BEGIN Provided material

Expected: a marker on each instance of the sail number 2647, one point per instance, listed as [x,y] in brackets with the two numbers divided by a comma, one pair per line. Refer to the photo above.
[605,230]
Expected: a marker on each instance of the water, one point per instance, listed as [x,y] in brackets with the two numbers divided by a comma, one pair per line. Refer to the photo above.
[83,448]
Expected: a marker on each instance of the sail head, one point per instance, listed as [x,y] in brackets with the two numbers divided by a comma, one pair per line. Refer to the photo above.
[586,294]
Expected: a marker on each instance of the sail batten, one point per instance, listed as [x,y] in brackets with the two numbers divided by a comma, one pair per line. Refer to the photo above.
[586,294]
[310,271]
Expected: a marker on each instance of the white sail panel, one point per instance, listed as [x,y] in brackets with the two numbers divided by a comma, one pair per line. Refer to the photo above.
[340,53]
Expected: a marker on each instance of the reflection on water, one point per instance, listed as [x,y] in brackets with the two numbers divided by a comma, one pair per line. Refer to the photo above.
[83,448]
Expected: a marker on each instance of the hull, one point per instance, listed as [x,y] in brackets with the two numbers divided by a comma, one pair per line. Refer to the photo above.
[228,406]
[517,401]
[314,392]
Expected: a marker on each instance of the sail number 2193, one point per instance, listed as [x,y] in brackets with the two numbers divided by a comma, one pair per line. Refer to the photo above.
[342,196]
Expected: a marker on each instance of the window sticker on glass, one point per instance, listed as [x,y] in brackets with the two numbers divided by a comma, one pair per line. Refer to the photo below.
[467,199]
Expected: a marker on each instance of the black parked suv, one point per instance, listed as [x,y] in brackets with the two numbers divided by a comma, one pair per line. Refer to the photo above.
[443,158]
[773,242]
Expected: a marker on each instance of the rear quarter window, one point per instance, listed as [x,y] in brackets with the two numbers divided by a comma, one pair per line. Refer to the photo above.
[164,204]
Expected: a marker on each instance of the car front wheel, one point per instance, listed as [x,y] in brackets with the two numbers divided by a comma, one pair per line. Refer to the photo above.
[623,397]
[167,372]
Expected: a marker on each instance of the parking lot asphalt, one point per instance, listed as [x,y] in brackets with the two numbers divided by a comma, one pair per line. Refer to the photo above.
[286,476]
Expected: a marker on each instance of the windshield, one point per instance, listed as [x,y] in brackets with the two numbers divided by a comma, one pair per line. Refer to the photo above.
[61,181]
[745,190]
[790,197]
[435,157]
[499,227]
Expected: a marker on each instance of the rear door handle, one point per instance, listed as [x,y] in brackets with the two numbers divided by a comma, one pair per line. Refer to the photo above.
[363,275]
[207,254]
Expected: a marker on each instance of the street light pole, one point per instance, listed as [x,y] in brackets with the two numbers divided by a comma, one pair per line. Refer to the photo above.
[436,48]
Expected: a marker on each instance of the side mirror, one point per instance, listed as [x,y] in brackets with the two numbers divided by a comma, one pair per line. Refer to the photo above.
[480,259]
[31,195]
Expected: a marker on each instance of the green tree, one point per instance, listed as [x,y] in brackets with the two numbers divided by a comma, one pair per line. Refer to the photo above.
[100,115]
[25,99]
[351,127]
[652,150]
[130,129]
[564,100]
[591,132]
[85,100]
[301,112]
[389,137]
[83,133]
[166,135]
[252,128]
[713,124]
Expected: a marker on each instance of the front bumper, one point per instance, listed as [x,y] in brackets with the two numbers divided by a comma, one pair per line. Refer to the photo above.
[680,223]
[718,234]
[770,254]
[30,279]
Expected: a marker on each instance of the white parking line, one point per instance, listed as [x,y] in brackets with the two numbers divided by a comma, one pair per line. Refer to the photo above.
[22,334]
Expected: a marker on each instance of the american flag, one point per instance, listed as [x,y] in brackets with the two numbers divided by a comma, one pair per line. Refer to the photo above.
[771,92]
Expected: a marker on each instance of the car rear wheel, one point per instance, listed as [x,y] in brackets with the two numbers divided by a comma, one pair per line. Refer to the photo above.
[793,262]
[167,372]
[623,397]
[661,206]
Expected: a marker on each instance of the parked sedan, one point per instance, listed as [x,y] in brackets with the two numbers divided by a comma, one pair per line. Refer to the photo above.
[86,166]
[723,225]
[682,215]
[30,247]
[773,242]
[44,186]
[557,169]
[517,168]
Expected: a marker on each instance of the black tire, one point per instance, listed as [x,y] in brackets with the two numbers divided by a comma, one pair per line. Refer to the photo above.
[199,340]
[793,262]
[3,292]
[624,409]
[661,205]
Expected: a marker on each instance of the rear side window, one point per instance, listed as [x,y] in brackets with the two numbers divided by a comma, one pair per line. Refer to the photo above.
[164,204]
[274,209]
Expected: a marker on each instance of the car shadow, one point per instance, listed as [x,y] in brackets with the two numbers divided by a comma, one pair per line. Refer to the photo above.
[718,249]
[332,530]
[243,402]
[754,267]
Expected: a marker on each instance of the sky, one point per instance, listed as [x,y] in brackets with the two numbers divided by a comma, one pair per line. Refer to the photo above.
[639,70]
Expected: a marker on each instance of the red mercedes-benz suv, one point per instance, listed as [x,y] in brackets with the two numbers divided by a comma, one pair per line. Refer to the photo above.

END Provided material

### Activity
Output every entry exactly.

### Reply to the task
Expected: a marker on each instance of the sail number 2647, one point per instance, listed as [x,y] in brackets with the two numbers divided by a comma, one pair per line. Refer to the photo above.
[605,230]
Expected: a marker on each instance of the water, one point per instance, listed as [x,y] in brackets with the two numbers divided by a comma, one pair per line. Refer to the photo above.
[83,448]
Expected: a marker on each instance of the sail head, one point per instance, listed as [x,y] in brackets with the two numbers divided by a comma, one pair per line. Refer to the photo above.
[586,294]
Expected: a marker on each instance of the sail batten, one point per instance, listed as [x,y] in brackets with the two numbers divided by a comma, one pair per line. Refer to the photo above.
[586,294]
[310,271]
Expected: a marker on each instance of the white sail panel, one point per instance, listed as [x,y] in brackets with the two numbers divided by a comma, one pair per line. Refer to the photo above.
[340,53]
Expected: a marker on each instance of the reflection on water, one point per instance, listed as [x,y] in brackets with the two numbers divided by a comma, one pair per line. Refer to the photo above.
[83,448]
Expected: a marker on each instance of the hull, one point per instance, listed as [x,y] in brackets with the two numbers divided by a comma, one pair per line. Refer to the photo above.
[228,406]
[517,401]
[314,392]
Expected: a marker on each instance of the sail number 2193, one point per instance, listed as [x,y] in brackets with the two numbers divided by a comma, one pair per line. Refer to the photo above.
[342,196]
Expected: a marker on each instance of the window sticker on glass, one point per instance, listed as [x,y] in brackets with the two numbers divided by a comma, one pair per line. Refer to the photo below.
[467,199]
Expected: a marker on each instance of the black parked suv, one point per instance, listed as [x,y] in brackets with the two numbers divided by a comma, one pair per line. Refer to the photo above.
[443,158]
[773,242]
Expected: a marker on each instance of the rear quarter window, one point per instance, listed as [x,y] in brackets with the two numbers divided by a comma, one pair per line. Refer to the photo above.
[164,204]
Expected: a marker on each instance of the car front wheel, one point per instance, listed as [x,y] in brackets with the two numbers divided by a comma, one pair per line. Refer to the photo above.
[623,397]
[167,372]
Expected: a marker on each instance of the parking lot asphalt, one point per instance, listed as [x,y] in brackets with the two numbers divided by a comma, one pair per line. Refer to the photo above.
[286,476]
Expected: a marker on each instance of the windshield, one point per instance, listed as [x,y] in brackets with the two numbers divided by a comma, one pair per line. Refer to the photo above.
[61,181]
[745,190]
[790,197]
[435,157]
[499,227]
Expected: a marker on each instance of the rear door handle, one point per instance, listed as [x,y] in brackets with the two numbers divided by a comma, one pair per line. Refer to the photo above.
[363,275]
[207,254]
Expected: a marker on each instance of the street light pole, one point per instance, listed as [x,y] in brackets with the two numbers divided by a comma, one pair per line. Refer to the photo above.
[436,48]
Expected: a marker on each instance of the side mirror, one point per instance, listed as [x,y] in brackets with the two numbers divided by a comma, one pair per line. Refer to the photo above.
[480,259]
[31,195]
Expected: a marker on each instance of the green tree, one point per instance, listed as [x,y] in brackets with the two numbers divided by a comma, one pair per line. Refer to the photo above.
[100,115]
[25,99]
[351,127]
[652,150]
[130,129]
[564,100]
[591,132]
[85,100]
[301,112]
[389,137]
[83,133]
[166,135]
[252,128]
[713,124]
Expected: a marker on each instance of the front bumper, one point per instance, listed as [x,y] in brackets with the two numbers divided by a comma, one pair per line. Refer to the photo above.
[680,223]
[718,234]
[770,254]
[30,279]
Expected: a marker on each instance of the white parking line, one point per instance, listed as [x,y] in brackets with the two numbers divided by a comma, one pair per line. Refer to the photo above.
[22,334]
Expected: a marker on each instance of the american flag, one point per instance, listed as [x,y] in brackets with the two numbers divided by a comma, one pair per line. Refer to the photo above.
[771,92]
Expected: a marker on each instance of the car rear wheel, one point per instance, listed as [x,y] in brackets with the two numbers divided by a comma, one pair per line. Refer to the photo above.
[793,262]
[167,372]
[623,397]
[661,206]
Expected: a marker on each instance of the parked sedan, one point per instance, listed as [x,y] in brackets with the two numbers divided by a comma, one pair per line. Refer to the photo above.
[86,166]
[723,225]
[682,215]
[30,247]
[773,242]
[44,186]
[557,169]
[517,168]
Expected: a marker on each instance of the black tire, one point per instance, listed as [x,y] in brackets with the two numbers divided by a comma, one pair per line. Refer to the photo above.
[199,340]
[793,262]
[3,292]
[624,409]
[661,205]
Expected: a marker on each instance of the rear side window, one point per instance, listed as [x,y] in brackets with the two numbers divided by a comma, one pair per line. Refer to the photo above.
[164,204]
[274,209]
Expected: a marker on each instance of the car shadow, one point per instance, listed as [x,y] in brackets with the two numbers divided by a comma, one pair per line. Refer to the photo above.
[718,249]
[332,530]
[243,402]
[754,267]
Expected: a marker on each instance of the sky, one point per instance, listed as [x,y] in brackets with the two numbers divided by a comma, one pair per line. Refer to the photo above.
[639,70]
Expected: a marker on each instance of the red mercedes-benz suv, one point per instance, listed as [x,y] in brackets with the two numbers divided by a comma, one pair per line. Refer to the photo above.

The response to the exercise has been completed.